*AIM:*
Copy out the material below word for word, leaving out the pictures.

*RECORDS PROVIDED:*
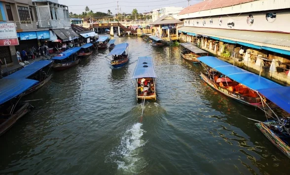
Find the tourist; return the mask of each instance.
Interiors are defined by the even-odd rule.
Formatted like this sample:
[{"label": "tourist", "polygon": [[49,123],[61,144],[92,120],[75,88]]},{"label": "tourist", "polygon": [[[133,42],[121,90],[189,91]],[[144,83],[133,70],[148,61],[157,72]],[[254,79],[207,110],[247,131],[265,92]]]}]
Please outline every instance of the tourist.
[{"label": "tourist", "polygon": [[17,57],[18,62],[22,62],[22,60],[21,60],[21,55],[18,49],[16,49],[16,57]]}]

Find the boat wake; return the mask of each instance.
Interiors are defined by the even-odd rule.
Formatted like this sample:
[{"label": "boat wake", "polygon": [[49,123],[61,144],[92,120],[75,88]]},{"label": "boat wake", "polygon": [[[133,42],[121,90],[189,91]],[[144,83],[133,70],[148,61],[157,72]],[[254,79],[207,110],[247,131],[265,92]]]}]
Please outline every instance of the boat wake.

*COMPLETE ANSWER:*
Find the tourist; return the mask of each instance.
Interiors are defined by the even-odd rule.
Formatted like this sample:
[{"label": "tourist", "polygon": [[49,123],[61,144],[92,120],[75,88]]},{"label": "tourist", "polygon": [[[133,42],[121,90],[189,91]],[[144,83],[133,70],[148,61],[157,72]],[[254,79],[207,110],[247,131],[265,92]]]}]
Please outline every instance of the tourist.
[{"label": "tourist", "polygon": [[17,57],[18,62],[22,62],[22,60],[21,60],[21,55],[18,49],[16,49],[16,57]]}]

Find the boat wake; return the mask of each instance.
Interiors are defined by the even-odd rule.
Formatted like this sample:
[{"label": "boat wake", "polygon": [[49,123],[61,144],[92,120],[75,88]]},{"label": "boat wake", "polygon": [[[133,42],[121,90],[189,91]],[[144,83],[133,70],[148,61],[157,72]],[[254,79],[207,110],[247,131],[265,92]]]}]
Please outline every instance of the boat wake.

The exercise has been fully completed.